### WORK TO DO
Verbatim output of all the material below is required.

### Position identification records

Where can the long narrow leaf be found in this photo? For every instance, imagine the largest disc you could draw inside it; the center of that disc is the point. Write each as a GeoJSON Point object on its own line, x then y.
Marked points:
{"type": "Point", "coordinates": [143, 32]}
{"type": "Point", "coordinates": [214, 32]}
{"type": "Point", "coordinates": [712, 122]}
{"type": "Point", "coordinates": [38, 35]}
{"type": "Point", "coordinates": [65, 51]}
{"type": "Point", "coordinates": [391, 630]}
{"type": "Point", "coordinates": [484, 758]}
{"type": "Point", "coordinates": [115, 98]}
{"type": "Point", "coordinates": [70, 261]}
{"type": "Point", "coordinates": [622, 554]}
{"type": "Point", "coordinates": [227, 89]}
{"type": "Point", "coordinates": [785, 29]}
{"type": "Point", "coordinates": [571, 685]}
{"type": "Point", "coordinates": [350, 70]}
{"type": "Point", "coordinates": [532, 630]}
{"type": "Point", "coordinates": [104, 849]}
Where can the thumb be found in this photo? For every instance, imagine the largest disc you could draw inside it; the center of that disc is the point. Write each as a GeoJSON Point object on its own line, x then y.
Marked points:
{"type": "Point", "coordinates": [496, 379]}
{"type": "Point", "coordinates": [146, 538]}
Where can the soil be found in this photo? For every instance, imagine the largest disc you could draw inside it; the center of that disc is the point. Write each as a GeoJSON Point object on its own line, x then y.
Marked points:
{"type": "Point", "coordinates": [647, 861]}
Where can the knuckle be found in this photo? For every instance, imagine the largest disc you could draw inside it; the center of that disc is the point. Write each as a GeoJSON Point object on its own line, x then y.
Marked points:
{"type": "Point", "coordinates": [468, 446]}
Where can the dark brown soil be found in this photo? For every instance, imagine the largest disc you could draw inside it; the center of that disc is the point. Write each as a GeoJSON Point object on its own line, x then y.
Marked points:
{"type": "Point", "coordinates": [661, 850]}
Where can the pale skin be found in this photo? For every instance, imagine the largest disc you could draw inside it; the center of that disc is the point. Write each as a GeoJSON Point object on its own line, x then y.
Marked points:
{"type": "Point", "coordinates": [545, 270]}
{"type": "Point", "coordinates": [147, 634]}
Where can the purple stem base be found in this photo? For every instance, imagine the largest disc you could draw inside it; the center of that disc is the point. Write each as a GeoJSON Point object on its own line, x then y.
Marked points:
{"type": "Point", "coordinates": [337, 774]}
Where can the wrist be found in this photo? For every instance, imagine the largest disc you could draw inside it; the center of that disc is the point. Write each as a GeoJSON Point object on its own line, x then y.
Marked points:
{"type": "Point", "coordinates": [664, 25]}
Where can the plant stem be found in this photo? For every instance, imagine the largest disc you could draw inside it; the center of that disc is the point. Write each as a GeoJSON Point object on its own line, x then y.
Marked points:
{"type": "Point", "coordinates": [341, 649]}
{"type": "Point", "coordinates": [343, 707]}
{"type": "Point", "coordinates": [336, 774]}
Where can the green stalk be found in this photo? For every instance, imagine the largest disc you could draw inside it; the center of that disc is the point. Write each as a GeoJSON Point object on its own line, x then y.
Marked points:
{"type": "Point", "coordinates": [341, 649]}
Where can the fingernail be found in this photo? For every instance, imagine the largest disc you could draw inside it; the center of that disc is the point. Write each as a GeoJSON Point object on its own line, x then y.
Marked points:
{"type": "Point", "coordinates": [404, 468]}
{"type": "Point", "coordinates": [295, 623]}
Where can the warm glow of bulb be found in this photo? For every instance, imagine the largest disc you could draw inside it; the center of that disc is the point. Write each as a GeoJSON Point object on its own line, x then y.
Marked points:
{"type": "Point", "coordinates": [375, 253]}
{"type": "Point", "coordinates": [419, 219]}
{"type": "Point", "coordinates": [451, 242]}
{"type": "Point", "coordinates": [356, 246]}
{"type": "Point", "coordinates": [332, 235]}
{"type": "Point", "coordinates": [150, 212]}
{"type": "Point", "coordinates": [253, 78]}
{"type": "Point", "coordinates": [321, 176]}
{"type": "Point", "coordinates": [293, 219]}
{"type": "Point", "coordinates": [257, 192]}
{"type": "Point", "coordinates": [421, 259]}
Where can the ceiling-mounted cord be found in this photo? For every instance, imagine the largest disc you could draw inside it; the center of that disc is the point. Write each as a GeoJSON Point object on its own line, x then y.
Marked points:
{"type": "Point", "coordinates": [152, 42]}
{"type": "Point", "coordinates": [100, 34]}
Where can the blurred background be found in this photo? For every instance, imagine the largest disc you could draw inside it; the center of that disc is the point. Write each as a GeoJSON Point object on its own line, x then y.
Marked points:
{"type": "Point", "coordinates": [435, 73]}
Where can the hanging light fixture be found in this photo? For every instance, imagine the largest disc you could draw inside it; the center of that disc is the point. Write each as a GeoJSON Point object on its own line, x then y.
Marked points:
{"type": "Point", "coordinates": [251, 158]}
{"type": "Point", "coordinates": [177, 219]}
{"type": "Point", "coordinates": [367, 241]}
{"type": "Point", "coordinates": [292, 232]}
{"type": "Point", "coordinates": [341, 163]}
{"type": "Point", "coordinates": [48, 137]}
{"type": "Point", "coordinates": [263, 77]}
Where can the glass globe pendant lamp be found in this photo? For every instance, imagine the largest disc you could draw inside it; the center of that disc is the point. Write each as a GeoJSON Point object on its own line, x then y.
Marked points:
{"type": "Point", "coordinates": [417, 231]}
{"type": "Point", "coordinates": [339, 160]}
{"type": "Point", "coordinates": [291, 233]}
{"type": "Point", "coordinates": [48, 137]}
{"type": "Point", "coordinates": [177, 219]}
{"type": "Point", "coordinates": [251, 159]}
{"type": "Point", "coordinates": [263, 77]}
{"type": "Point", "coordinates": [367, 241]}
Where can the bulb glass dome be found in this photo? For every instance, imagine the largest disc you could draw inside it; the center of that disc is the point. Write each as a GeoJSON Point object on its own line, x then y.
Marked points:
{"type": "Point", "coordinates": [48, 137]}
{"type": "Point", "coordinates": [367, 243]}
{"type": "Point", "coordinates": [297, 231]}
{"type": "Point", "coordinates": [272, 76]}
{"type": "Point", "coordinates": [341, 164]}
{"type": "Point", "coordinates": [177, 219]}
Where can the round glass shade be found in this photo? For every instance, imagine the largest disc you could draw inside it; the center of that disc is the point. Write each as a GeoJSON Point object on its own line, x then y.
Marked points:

### TASK ANSWER
Where can the long narrow leaf be found in this photo? For every instance, imagine the largest disc you could draw inside it; the center of that disc is the point. Write each as a GeoJSON Point object on its own line, x then y.
Marked points:
{"type": "Point", "coordinates": [143, 32]}
{"type": "Point", "coordinates": [214, 32]}
{"type": "Point", "coordinates": [712, 122]}
{"type": "Point", "coordinates": [38, 35]}
{"type": "Point", "coordinates": [65, 51]}
{"type": "Point", "coordinates": [391, 630]}
{"type": "Point", "coordinates": [484, 758]}
{"type": "Point", "coordinates": [115, 98]}
{"type": "Point", "coordinates": [70, 261]}
{"type": "Point", "coordinates": [622, 554]}
{"type": "Point", "coordinates": [227, 89]}
{"type": "Point", "coordinates": [785, 29]}
{"type": "Point", "coordinates": [571, 685]}
{"type": "Point", "coordinates": [350, 70]}
{"type": "Point", "coordinates": [532, 630]}
{"type": "Point", "coordinates": [104, 849]}
Where can the thumb be found in this photo? For every instance, imagine the largest disc you could draw inside it; the center of that disc is the point. Write each as a GeoJSON Point object on its own line, x then y.
Marked points:
{"type": "Point", "coordinates": [496, 379]}
{"type": "Point", "coordinates": [146, 538]}
Where can the soil be found in this photo? For every instance, imagine the largest disc you could draw inside it; the center of that disc is the point. Write each as a GeoJSON Point object on its own line, x then y.
Marked points:
{"type": "Point", "coordinates": [647, 861]}
Where can the knuckle be found in this photo? For every instance, imagine the largest disc you could draw inside it; the center of that disc is the point. Write each as a GeoJSON Point object on its own line, x then y.
Marked points:
{"type": "Point", "coordinates": [468, 446]}
Where can the dark brown soil be found in this photo? For every instance, imagine the largest disc you could draw inside it; the center of that disc is the point. Write each as a GeoJSON Point object on its own line, x then y.
Marked points:
{"type": "Point", "coordinates": [661, 850]}
Where can the pale skin be found in this photo? For every instance, imagine the largest disc you could draw inside it; the center of that disc is the point. Write each as a GeoJSON Point object on its own line, x then y.
Marked points:
{"type": "Point", "coordinates": [545, 270]}
{"type": "Point", "coordinates": [147, 634]}
Where can the purple stem base be found in this photo? For every instance, imagine the largest disc you could draw inside it; the center of that disc is the point. Write each as a GeoJSON Point object on its own line, x then y.
Marked points:
{"type": "Point", "coordinates": [337, 774]}
Where can the wrist be found in this photo? For every instance, imagine the largest disc you could draw inside it; the center of that disc is the point. Write each as a GeoJSON Point object on its own line, x then y.
Marked points:
{"type": "Point", "coordinates": [664, 25]}
Where can the plant stem be found in this photo? For every instance, imagine the largest disc you could draw inside it; the center of that disc is the point. Write each as a GeoJSON Point object on its own line, x then y.
Marked points:
{"type": "Point", "coordinates": [341, 649]}
{"type": "Point", "coordinates": [343, 707]}
{"type": "Point", "coordinates": [336, 774]}
Where can the green stalk be found in this photo? For every instance, imagine the largest disc you could draw inside it; the center of that disc is the point. Write each as a GeoJSON Point object on its own line, x then y.
Marked points:
{"type": "Point", "coordinates": [341, 649]}
Where can the fingernail be found in this photo? For every instance, imagine the largest disc you could draw inside it; the center of that disc is the point. Write each as a GeoJSON Point object on its own line, x then y.
Marked points:
{"type": "Point", "coordinates": [404, 468]}
{"type": "Point", "coordinates": [295, 623]}
Where can the warm glow of bulb be found in this photo? For every instance, imagine the largest disc you could draw inside it; the center of that disc is the point. Write each as a GeoJSON Point object on its own line, x then y.
Marked points:
{"type": "Point", "coordinates": [375, 253]}
{"type": "Point", "coordinates": [419, 219]}
{"type": "Point", "coordinates": [451, 242]}
{"type": "Point", "coordinates": [356, 246]}
{"type": "Point", "coordinates": [332, 235]}
{"type": "Point", "coordinates": [150, 212]}
{"type": "Point", "coordinates": [253, 78]}
{"type": "Point", "coordinates": [321, 176]}
{"type": "Point", "coordinates": [293, 219]}
{"type": "Point", "coordinates": [257, 192]}
{"type": "Point", "coordinates": [421, 259]}
Where can the ceiling-mounted cord be found in this photo? For every instance, imagine the largest disc you could draw inside it; the center of that disc is the point. Write each as a GeoJSON Point object on its own line, x then y.
Marked points:
{"type": "Point", "coordinates": [152, 42]}
{"type": "Point", "coordinates": [100, 34]}
Where can the blurred background be found in this photo? For every instance, imagine the largest disc you could draw inside it; the center of that disc is the point. Write each as a GeoJSON Point object on its own line, x then y.
Marked points:
{"type": "Point", "coordinates": [435, 73]}
Where can the hanging light fixture be found in this photo? For every instance, imagine the largest disc you could draw inside it; the center of that disc is the point. Write each as a GeoJSON Point object on its own line, x then y.
Marked points:
{"type": "Point", "coordinates": [251, 158]}
{"type": "Point", "coordinates": [177, 219]}
{"type": "Point", "coordinates": [367, 241]}
{"type": "Point", "coordinates": [292, 232]}
{"type": "Point", "coordinates": [341, 163]}
{"type": "Point", "coordinates": [48, 137]}
{"type": "Point", "coordinates": [263, 77]}
Where can the glass globe pendant lamp be found in this photo? For every instance, imagine the largest disc you could draw inside it; the center of that disc is the point. Write each as a GeoJSON Point object on its own line, x then y.
Marked points:
{"type": "Point", "coordinates": [417, 231]}
{"type": "Point", "coordinates": [339, 160]}
{"type": "Point", "coordinates": [291, 233]}
{"type": "Point", "coordinates": [48, 137]}
{"type": "Point", "coordinates": [177, 219]}
{"type": "Point", "coordinates": [251, 159]}
{"type": "Point", "coordinates": [263, 77]}
{"type": "Point", "coordinates": [367, 241]}
Where can the bulb glass dome be found in this photo? For every instance, imagine the largest disc you could draw inside it; the center of that disc is the point. Write each as a GeoJSON Point object on its own line, x then y.
Marked points:
{"type": "Point", "coordinates": [48, 137]}
{"type": "Point", "coordinates": [367, 243]}
{"type": "Point", "coordinates": [297, 231]}
{"type": "Point", "coordinates": [272, 76]}
{"type": "Point", "coordinates": [341, 164]}
{"type": "Point", "coordinates": [177, 219]}
Where can the round glass shade be found in this photo? For every instance, imagine the largest disc you could draw inside it; the center of that disc is the point. Write each as a GeoJSON Point object on its own line, x then y.
Marked points:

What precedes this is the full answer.